● **Given task**
Lay out the records from the line with "[locate] metal guardrail" to the line with "<point>521,557</point>", both lines included, as a two-column CSV with the columns input and output. Give one row per record, with its text in input and its answer in output, each in a single quoted field with line breaks replaced by spaces.

● **Available records**
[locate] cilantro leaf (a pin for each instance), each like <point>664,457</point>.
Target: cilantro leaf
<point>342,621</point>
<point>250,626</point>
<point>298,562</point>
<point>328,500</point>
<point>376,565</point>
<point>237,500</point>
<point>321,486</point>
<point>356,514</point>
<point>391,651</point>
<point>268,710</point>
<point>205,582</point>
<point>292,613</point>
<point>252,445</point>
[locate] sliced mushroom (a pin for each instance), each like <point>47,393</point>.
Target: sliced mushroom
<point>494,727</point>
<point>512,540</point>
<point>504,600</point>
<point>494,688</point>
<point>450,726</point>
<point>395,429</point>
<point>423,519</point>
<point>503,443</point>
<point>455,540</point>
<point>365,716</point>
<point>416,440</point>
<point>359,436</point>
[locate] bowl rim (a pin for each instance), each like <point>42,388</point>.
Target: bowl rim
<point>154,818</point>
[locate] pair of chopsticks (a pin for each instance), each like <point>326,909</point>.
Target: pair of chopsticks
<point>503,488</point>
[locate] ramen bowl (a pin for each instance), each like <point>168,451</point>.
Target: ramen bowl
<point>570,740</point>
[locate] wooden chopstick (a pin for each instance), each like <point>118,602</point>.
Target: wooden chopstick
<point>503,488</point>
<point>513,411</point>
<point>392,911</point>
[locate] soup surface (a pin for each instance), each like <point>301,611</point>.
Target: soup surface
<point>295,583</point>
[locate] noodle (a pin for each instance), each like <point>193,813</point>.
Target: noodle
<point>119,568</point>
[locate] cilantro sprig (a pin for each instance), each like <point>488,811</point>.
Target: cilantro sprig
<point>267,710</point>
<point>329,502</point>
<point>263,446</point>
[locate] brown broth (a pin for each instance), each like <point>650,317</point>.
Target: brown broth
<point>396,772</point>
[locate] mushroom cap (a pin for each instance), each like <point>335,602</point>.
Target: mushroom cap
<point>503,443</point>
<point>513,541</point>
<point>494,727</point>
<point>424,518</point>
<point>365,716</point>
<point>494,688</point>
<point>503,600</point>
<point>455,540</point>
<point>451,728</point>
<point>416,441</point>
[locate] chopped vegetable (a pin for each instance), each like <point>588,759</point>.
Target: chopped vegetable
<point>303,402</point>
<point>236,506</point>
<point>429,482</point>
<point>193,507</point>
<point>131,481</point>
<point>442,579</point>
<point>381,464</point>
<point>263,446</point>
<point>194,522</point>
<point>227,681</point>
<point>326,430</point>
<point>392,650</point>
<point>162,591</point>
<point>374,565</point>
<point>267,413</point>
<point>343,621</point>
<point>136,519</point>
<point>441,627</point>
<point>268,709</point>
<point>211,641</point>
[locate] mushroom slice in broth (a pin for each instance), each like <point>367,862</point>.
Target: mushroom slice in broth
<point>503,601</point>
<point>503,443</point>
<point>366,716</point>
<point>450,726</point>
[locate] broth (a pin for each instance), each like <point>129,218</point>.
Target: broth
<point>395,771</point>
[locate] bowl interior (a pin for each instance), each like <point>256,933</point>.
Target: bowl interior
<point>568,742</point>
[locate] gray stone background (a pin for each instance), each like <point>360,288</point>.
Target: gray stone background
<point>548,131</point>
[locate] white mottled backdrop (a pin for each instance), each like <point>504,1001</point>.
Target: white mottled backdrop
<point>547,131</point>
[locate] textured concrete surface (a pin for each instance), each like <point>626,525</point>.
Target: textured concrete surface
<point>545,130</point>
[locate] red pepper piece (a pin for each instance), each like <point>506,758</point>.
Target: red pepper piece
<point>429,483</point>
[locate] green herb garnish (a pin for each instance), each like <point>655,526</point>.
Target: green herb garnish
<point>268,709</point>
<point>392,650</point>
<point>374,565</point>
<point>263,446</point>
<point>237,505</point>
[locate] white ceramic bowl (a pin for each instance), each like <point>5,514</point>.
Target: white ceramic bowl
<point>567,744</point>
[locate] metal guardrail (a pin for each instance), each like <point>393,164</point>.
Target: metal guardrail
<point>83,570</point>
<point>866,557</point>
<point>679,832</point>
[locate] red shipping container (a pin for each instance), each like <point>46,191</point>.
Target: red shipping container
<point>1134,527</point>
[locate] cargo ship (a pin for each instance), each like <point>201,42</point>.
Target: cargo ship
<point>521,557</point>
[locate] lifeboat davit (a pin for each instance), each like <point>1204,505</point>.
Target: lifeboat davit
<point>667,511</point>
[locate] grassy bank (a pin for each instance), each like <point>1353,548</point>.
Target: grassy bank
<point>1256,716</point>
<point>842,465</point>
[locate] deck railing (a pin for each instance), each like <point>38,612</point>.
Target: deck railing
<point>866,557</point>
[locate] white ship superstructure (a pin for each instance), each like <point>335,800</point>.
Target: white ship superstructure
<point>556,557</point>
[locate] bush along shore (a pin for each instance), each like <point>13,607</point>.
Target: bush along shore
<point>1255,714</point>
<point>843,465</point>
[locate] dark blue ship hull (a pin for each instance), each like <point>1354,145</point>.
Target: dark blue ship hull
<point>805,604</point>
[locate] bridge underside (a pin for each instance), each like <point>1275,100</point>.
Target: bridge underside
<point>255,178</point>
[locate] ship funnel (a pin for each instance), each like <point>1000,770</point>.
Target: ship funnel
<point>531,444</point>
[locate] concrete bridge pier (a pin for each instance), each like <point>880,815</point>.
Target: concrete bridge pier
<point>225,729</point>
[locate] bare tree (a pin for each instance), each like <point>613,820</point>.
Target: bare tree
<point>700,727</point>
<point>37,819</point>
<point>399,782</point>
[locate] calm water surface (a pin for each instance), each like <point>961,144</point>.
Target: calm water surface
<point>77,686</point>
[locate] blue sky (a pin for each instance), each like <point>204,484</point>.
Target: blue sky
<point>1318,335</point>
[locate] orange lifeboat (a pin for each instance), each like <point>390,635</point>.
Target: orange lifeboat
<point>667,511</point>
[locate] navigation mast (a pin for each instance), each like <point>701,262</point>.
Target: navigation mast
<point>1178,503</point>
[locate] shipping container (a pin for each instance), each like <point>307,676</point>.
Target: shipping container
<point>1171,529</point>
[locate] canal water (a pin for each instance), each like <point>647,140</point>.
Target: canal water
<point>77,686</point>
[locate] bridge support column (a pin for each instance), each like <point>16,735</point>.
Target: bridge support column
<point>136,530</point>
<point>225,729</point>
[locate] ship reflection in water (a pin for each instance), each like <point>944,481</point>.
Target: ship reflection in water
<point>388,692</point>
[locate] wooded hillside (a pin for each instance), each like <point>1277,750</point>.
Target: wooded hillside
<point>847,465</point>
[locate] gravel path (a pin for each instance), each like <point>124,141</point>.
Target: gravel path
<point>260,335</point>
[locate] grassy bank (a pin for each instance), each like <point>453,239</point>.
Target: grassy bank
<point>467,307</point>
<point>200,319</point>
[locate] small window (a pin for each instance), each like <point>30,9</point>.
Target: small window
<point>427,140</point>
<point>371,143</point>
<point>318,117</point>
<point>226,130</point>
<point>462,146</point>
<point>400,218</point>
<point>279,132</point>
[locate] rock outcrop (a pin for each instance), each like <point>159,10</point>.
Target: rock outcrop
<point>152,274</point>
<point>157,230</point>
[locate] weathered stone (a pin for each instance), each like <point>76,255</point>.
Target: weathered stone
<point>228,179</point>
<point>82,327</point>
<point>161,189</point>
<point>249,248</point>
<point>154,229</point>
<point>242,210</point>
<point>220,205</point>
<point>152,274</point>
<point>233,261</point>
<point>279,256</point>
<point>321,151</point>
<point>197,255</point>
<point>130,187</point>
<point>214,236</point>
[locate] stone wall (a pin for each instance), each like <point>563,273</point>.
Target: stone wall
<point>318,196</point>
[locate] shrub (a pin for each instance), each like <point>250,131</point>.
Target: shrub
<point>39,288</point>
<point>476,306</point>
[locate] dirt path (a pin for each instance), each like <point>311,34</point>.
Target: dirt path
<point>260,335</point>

● **Reply to the exercise**
input,output
"[locate] metal guardrail (a pin for each instance), each like <point>393,164</point>. Target: metal guardrail","<point>83,570</point> <point>866,557</point> <point>679,832</point>"
"[locate] red shipping container (a pin for each instance), each like <point>46,191</point>. Target: red shipping container","<point>1134,527</point>"
"[locate] cargo ship (a pin for each instance), each like <point>201,42</point>. Target: cargo ship","<point>521,557</point>"